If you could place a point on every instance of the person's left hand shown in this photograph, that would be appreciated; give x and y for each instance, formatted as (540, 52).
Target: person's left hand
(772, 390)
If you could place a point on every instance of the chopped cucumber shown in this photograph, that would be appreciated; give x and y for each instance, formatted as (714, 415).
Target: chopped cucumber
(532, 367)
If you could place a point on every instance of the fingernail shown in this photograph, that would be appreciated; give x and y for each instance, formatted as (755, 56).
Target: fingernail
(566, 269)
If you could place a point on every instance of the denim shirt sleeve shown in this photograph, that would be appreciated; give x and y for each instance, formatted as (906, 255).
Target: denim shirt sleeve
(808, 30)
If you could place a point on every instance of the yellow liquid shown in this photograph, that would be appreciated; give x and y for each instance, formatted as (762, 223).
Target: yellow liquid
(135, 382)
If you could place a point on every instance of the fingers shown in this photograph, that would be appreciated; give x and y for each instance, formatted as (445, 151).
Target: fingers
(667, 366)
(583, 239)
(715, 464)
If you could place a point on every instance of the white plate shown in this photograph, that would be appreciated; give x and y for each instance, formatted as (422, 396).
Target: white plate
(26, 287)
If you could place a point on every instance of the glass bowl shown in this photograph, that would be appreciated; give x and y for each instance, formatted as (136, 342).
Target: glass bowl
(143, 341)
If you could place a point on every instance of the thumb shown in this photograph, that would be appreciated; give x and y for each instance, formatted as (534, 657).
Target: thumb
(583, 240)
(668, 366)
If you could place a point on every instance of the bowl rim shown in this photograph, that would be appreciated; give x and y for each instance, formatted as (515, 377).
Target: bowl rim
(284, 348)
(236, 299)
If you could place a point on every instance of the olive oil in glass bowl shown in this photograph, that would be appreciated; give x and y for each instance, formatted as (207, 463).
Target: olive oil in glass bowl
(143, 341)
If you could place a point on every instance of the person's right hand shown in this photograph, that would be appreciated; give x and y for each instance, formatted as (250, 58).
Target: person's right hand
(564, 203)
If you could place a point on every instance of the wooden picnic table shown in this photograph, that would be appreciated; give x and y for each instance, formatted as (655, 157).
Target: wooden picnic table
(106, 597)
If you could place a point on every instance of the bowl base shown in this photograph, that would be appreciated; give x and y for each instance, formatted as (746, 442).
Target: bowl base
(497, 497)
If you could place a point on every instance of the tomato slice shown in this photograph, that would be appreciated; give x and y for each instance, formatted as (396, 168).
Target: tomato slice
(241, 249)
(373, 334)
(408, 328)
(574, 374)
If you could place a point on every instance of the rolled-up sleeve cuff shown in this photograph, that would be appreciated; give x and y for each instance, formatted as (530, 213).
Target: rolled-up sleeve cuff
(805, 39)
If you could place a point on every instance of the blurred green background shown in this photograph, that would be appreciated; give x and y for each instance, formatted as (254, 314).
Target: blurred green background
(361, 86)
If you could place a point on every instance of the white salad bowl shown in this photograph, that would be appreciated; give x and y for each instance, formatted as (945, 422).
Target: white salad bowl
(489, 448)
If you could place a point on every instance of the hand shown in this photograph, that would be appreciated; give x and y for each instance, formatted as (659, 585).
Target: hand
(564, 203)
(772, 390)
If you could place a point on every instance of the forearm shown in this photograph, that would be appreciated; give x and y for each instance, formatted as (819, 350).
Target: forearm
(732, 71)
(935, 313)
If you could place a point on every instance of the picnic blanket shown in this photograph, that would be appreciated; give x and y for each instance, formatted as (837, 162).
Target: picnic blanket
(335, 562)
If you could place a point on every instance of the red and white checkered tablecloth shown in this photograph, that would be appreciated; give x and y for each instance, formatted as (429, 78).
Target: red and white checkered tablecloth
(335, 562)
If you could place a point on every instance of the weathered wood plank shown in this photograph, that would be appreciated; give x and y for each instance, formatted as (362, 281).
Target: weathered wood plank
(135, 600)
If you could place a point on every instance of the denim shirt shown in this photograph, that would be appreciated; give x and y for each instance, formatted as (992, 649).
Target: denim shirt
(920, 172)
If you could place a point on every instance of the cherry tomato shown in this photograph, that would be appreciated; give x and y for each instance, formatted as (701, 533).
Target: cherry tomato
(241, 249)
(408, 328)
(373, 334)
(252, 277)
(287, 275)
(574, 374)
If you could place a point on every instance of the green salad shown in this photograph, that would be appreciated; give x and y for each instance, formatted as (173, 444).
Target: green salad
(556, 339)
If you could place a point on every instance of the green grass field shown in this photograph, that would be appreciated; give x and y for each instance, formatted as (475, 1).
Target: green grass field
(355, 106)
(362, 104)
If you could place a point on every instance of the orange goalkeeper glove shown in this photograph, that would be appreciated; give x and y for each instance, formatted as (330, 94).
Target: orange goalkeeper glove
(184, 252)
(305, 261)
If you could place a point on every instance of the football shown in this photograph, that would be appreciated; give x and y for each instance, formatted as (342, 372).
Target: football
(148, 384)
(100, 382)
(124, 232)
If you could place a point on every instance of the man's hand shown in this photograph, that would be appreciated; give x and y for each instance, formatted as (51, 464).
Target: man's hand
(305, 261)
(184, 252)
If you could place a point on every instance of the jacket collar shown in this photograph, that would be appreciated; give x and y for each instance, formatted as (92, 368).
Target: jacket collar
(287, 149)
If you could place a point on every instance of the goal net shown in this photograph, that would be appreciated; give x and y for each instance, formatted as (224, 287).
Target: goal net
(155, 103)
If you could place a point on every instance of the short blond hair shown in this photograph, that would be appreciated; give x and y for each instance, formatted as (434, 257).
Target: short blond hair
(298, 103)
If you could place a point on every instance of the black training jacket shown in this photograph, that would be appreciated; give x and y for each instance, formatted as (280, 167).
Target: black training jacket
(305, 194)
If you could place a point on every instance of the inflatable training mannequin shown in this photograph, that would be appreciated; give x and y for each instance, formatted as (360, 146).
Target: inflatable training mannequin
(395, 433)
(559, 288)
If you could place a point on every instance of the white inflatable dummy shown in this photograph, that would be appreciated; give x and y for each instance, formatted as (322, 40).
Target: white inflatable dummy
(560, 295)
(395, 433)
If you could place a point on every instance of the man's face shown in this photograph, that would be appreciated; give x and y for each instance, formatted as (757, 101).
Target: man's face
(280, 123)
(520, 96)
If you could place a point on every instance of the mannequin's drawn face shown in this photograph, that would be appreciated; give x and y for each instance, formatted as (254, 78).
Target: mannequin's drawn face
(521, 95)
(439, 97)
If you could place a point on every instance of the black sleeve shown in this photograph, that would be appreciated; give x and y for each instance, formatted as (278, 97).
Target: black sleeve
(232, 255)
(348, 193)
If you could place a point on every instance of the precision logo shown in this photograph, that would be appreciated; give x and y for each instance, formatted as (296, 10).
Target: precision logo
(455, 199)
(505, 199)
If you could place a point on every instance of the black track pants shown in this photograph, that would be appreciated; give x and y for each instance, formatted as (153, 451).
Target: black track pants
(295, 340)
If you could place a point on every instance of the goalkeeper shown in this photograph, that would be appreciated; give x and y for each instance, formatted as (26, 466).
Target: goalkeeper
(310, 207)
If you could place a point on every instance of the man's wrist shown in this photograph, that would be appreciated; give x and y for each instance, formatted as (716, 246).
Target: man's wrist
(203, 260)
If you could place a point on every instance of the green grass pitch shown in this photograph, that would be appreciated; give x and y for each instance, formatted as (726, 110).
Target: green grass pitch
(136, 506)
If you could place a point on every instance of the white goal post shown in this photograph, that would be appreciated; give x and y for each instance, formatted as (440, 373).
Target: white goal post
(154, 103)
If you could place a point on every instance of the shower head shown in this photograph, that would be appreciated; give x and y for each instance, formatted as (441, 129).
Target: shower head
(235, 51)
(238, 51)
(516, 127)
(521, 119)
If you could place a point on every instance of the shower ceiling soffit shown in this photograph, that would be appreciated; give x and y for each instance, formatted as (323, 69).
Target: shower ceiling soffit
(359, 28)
============================================================
:: Aim ::
Extract, word for word, each line of the listing above.

:: Exercise solution ::
If you could place a point on every instance of the person's left hand shown in this photograph, that would be appreciated; give x and y for each instance, formatted as (540, 52).
Target: person's left hand
(772, 390)
If you could place a point on every instance of the chopped cucumber shown in this photograph, that would be appreciated; give x and y for each instance, formatted as (714, 415).
Target: chopped cucumber
(532, 367)
If you could place a point on every instance of the fingernail shown in this photograph, that would be appreciated; give x and y for each instance, formatted as (755, 56).
Target: fingernail
(566, 269)
If you could place a point on every instance of the denim shirt sleeve shown in this photograph, that would be appreciated; give x and y for each instance, formatted as (906, 255).
Target: denim shirt sleeve
(808, 30)
If you could place a point on every instance of the yellow liquid shown in this photograph, that would be appreciated; give x and y for each instance, formatted as (762, 223).
Target: yellow liquid
(135, 382)
If you could place a point on every instance of the fingers shown in this photograph, that would be appreciated; give x and y for each instance, formatted as (445, 151).
Target: fingers
(667, 366)
(583, 239)
(715, 464)
If you could place a point on every instance of the white plate shown in this photograph, that would be appreciated; give x and y for each instance, formatted as (422, 396).
Target: white plate
(26, 287)
If you could place a point on every instance of the glass bowl shown in this photograph, that would be appreciated; give x and y for each instance, formatted as (136, 342).
Target: glass bowl
(143, 341)
If you could place a point on every instance of the thumb shown in this photograph, that would be appreciated; give x and y for each instance, formatted as (534, 657).
Target: thumb
(583, 240)
(668, 366)
If you could place a point on every instance of the bowl rim shown in this photograph, that would be appreciated; give x and y for each instance, formatted as (515, 377).
Target: bowl rim
(284, 348)
(236, 299)
If you could place a point on every instance of the olive oil in glass bowl shown in this photograph, that would be appreciated; give x and y for each instance, formatted as (207, 463).
Target: olive oil in glass bowl
(143, 341)
If you could place a point on every instance of the person's right hand shown in this photograph, that would be appreciated; give x and y for each instance, formatted as (250, 58).
Target: person's right hand
(564, 203)
If you could place a point on every instance of the wooden picnic table shown in this photograph, that would be appreciated; give x and y for each instance, formatted as (655, 157).
Target: wooden picnic table
(106, 597)
If you could place a point on every instance of the bowl base shown in this photograph, that would be appreciated; give x and y for each instance, formatted as (746, 442).
Target: bowl base
(497, 497)
If you could place a point on every instance of the tomato slice shown in this photograph, that would be appreciated; give x and y for each instance, formatted as (396, 168).
Target: tomato slice
(241, 249)
(373, 334)
(408, 328)
(574, 374)
If you could place a point on every instance of the rolled-up sleeve cuff shown in this photograph, that would be appreciated; give x and y for each instance, formatted as (530, 213).
Target: rolled-up sleeve cuff
(805, 39)
If you could place a point on every instance of the blurred green background shown in this photograph, that would be appreciated; give x and y for each instance, formatted as (254, 314).
Target: blurred green background
(361, 86)
If you could place a point on every instance of the white salad bowl shown in this photograph, that would be appreciated; give x and y for each instance, formatted as (945, 422).
Target: white salad bowl
(489, 448)
If you could place a point on every instance of the hand shown in this photograph, that would be appreciated; give x and y for each instance, formatted as (659, 585).
Target: hand
(564, 203)
(772, 390)
If you could place a point on every instance of the forearm shown in this photograph, that would be appreciated; give x and y for each instance, formatted as (819, 350).
Target: forearm
(732, 71)
(935, 313)
If you could place a point on every instance of the picnic blanket shown in this photograph, that would be appreciated; give x and y for each instance, formatted as (837, 162).
Target: picnic blanket
(335, 562)
If you could place a point on every instance of the red and white checkered tablecloth shown in this photograph, that would be appreciated; give x and y for each instance, formatted as (429, 78).
Target: red and white checkered tablecloth
(335, 562)
If you could place a point on every instance of the weathered wood plank shown in this photograph, that would be appreciated; give x and y for each instance, formatted as (362, 281).
Target: weathered wood plank
(135, 600)
If you could place a point on every instance of the denim shirt shown in this photograph, that would be appreciated; give x and y for each instance, formatted as (992, 649).
Target: denim shirt
(920, 172)
If you could place a point on every instance of the cherry tomato shown in this photograph, that would be appreciated; give x and y for each instance, formatted as (701, 533).
Target: cherry tomato
(241, 249)
(408, 328)
(373, 334)
(252, 277)
(287, 275)
(574, 374)
If you could place a point on every instance of the green salad shown in this photograph, that would be appreciated; give x and y for each instance, formatted as (173, 444).
Target: green salad
(556, 339)
If you could place a point on every instance of the green grass field shown in this photograph, that would be appreciated; give x and y for each instance, formatted as (475, 1).
Target: green grass field
(355, 106)
(362, 104)
If you could place a point on every instance of the orange goalkeeper glove shown in this photograph, that would be appreciated; give x and y for each instance, formatted as (330, 94).
Target: orange goalkeeper glove
(184, 252)
(305, 261)
If you could place a point on every instance of the football shown in this photograph, that would be appreciated; give x and y for each instance, formatted as (342, 372).
Target: football
(148, 384)
(100, 382)
(124, 232)
If you could place a point on every instance of the man's hand shown in this photograph, that would be appreciated; give x and y for each instance, formatted as (51, 464).
Target: man's hand
(305, 261)
(184, 252)
If you could place a point on every instance of the jacket collar shown in this photograph, that would be appreciated; give x and y for each instance, formatted as (92, 368).
Target: jacket collar
(287, 149)
If you could place a point on every instance of the goal net shown in this photograph, that would be appreciated; give x and y for each instance, formatted as (224, 287).
Target: goal net
(155, 103)
If you could place a point on every instance of the short blond hair shown in this photograph, that would be appreciated; give x and y for each instance, formatted as (434, 257).
Target: short blond hair
(298, 103)
If you could place a point on every instance of the black training jacket shown in this photograph, that would be appreciated; give x and y for each instance, formatted as (280, 167).
Target: black training jacket
(305, 194)
If you could place a point on every instance of the inflatable training mannequin shown in this photograph, that would be appreciated; give x and y for each instance, formatted as (360, 146).
Target: inflatable training mannequin
(395, 433)
(559, 288)
If you could place a point on every instance of the white inflatable dummy shown in this photograph, that would be appreciated; give x and y for each instance, formatted as (322, 40).
Target: white inflatable dummy
(560, 295)
(395, 433)
If you could place a point on every instance of the man's face shown in this photograph, that would be appreciated; give x and y for each instance, formatted as (757, 101).
Target: man's face
(280, 123)
(520, 96)
If you could place a point on every instance of the mannequin's drawn face shown in this photograph, that would be appreciated; give x and y for each instance, formatted as (254, 78).
Target: mannequin's drawn face
(521, 95)
(439, 97)
If you could place a point on every instance of the black sleeve shown in this photograph, that would be appreciated; give x and y for each instance, formatted as (278, 97).
Target: black sleeve
(232, 255)
(348, 193)
If you could place a point on every instance of the precision logo shown in this photograph, that would be appreciated; give x and y for each instance, formatted as (296, 10).
Target: precision logo
(455, 199)
(505, 199)
If you could place a point on every instance of the black track pants shown in this photograph, that would be appreciated; give x and y for each instance, formatted as (153, 451).
Target: black track pants
(295, 340)
If you could place a point on every instance of the goalkeeper shown in this photograph, that would be appreciated; give x and y for each instance, formatted as (26, 466).
Target: goalkeeper
(310, 207)
If you could place a point on every instance of the man's wrist shown in this photograph, that would be appreciated; give x and y for each instance, formatted as (716, 246).
Target: man's wrist
(203, 260)
If you could place a point on every instance of the green grass pitch shown in this photograph, that would be appreciated; give x and y for each instance, formatted as (726, 110).
Target: green grass pitch
(136, 506)
If you could place a point on every instance of the white goal post shown in this photograph, that would be appreciated; give x and y for each instance, formatted as (440, 373).
Target: white goal post
(154, 103)
If you could place a point on every instance of the shower head shown in this photograph, that would be appreciated; give x and y for each instance, formatted as (441, 129).
Target: shower head
(235, 51)
(238, 51)
(516, 127)
(521, 119)
If you could place a point on every instance of the shower ceiling soffit shown in this photograph, that would be appreciated; give x and y for each instance, formatted as (323, 69).
Target: shower ceiling soffit
(359, 28)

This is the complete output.